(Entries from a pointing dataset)
########################################
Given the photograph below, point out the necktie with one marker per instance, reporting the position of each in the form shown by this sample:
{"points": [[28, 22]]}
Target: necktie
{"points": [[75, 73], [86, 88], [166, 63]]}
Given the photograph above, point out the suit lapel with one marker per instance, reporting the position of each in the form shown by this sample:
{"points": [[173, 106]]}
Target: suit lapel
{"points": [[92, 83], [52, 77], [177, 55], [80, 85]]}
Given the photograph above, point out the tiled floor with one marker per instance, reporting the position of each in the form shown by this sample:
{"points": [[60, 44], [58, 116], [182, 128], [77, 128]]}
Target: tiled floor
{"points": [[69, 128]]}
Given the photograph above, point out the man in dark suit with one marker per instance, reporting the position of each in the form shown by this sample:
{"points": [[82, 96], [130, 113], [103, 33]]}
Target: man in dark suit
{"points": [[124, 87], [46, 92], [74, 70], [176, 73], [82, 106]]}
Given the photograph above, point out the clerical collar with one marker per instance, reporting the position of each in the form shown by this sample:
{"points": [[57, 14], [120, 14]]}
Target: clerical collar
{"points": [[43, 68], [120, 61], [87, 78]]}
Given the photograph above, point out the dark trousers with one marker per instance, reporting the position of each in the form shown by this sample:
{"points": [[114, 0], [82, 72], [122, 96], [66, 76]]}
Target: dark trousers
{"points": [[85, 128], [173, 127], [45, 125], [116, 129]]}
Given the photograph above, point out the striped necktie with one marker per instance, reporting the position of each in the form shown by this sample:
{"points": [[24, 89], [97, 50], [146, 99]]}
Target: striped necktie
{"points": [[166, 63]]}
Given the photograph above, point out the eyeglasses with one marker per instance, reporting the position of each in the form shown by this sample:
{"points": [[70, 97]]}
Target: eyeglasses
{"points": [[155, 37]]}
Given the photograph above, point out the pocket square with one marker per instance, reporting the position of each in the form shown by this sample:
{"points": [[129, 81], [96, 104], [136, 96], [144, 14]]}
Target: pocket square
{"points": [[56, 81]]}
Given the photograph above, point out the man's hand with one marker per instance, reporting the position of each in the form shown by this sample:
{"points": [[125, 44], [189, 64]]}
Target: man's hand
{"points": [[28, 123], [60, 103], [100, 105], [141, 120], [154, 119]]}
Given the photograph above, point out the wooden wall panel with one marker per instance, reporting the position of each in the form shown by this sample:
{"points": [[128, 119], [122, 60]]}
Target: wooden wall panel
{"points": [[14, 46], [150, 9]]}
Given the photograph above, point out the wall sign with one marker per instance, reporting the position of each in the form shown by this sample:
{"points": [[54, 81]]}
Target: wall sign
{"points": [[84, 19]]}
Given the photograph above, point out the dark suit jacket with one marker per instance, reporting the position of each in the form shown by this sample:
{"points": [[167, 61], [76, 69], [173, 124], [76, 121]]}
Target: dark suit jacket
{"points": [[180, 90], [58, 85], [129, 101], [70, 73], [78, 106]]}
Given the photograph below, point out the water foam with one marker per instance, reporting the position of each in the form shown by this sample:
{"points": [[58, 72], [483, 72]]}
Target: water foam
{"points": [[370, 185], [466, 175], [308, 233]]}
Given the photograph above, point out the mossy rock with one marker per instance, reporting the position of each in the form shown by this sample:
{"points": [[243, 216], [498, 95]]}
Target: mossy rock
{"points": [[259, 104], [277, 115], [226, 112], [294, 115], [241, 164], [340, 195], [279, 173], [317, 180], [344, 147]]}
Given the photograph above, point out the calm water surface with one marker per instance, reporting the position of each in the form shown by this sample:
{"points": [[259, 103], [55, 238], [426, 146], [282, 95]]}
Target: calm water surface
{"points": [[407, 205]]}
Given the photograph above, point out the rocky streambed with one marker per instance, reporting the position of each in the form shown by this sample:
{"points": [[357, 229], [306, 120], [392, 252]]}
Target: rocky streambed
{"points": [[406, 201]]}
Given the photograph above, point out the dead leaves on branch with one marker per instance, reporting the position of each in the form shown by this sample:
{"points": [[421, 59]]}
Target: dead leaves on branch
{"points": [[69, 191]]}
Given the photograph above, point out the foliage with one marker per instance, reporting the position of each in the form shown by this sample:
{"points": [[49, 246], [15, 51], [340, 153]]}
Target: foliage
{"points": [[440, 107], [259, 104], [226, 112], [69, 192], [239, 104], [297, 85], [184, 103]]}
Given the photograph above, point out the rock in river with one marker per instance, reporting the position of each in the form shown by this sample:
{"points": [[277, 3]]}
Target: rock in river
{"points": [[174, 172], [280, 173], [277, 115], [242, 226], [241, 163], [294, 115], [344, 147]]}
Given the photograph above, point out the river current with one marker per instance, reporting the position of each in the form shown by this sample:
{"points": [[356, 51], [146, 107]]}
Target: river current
########################################
=== To be done ===
Write out the lines above, starting at the line that contains "Given the photograph above, point out the foliage" and ending with the final line, and nothing else; copy them exactly.

=== Answer to the exercise ===
Given the photograph above, point out the foliage with one marker per instance, reporting the position of each in the form shown by this sample:
{"points": [[49, 246], [15, 51], [340, 153]]}
Target: foliage
{"points": [[440, 107], [259, 104], [226, 112], [69, 192], [239, 104], [297, 85], [184, 103]]}
Given the photograph above, point out the rock in river with one marker per instance, reporting the position of each in the form shown by this sample:
{"points": [[277, 3]]}
Target: rock in river
{"points": [[174, 172], [280, 173], [277, 115], [242, 226], [241, 163], [294, 115], [344, 147]]}
Given the photograph above, point out the river current with one marker per instance, reporting the position of each in the form shown by this sample:
{"points": [[356, 51], [146, 107]]}
Target: river current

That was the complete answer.